[Saved entries]
+ + + + +
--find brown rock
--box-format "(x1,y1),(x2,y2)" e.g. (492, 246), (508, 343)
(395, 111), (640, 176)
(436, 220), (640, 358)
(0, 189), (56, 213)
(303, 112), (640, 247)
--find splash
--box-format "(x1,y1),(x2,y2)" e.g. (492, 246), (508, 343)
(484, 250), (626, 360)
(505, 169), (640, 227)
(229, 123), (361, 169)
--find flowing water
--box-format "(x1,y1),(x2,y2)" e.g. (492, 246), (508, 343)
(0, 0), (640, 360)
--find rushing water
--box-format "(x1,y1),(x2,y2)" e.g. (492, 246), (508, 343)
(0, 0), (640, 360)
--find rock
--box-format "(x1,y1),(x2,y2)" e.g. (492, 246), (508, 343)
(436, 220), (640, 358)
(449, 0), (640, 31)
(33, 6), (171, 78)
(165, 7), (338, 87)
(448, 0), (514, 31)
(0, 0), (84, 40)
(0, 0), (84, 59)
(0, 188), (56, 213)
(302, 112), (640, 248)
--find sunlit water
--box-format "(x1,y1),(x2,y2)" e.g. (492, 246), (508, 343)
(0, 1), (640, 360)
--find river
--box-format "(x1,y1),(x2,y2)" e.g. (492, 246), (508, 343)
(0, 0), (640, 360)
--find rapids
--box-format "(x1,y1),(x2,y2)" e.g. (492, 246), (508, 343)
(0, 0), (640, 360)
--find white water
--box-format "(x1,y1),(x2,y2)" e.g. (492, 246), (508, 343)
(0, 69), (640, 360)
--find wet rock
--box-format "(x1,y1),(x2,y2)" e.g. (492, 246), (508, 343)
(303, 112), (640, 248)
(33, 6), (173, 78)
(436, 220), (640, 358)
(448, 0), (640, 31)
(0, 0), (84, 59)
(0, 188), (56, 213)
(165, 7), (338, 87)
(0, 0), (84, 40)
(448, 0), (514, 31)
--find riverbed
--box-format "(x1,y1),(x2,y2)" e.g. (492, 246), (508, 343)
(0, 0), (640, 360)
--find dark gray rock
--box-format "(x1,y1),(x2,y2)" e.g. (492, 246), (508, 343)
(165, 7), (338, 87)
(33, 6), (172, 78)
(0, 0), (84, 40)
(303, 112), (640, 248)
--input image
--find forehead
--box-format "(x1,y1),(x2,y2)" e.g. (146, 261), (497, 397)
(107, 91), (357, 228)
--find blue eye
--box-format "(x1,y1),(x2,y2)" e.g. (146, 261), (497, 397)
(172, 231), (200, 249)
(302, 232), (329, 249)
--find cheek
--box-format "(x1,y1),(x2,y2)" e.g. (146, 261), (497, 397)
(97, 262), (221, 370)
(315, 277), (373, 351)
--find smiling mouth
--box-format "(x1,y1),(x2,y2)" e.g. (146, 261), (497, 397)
+ + + + +
Rescale the listing from the line containing "--find cheek" through the end of the listing, both ends included. Rewrite every line, requests included, but multiply each box coordinate in the answers by 2.4 and round to the nearest whole number, with halves rounded up. Leave the numbers in the requests and their format samples unchanged.

--find cheek
--box-format "(x1,y1),(x2,y2)" e.g. (146, 261), (497, 397)
(233, 629), (530, 888)
(756, 665), (895, 842)
--find smiling mouth
--box-format "(x1,y1),(x2,y2)" e.g. (146, 261), (497, 397)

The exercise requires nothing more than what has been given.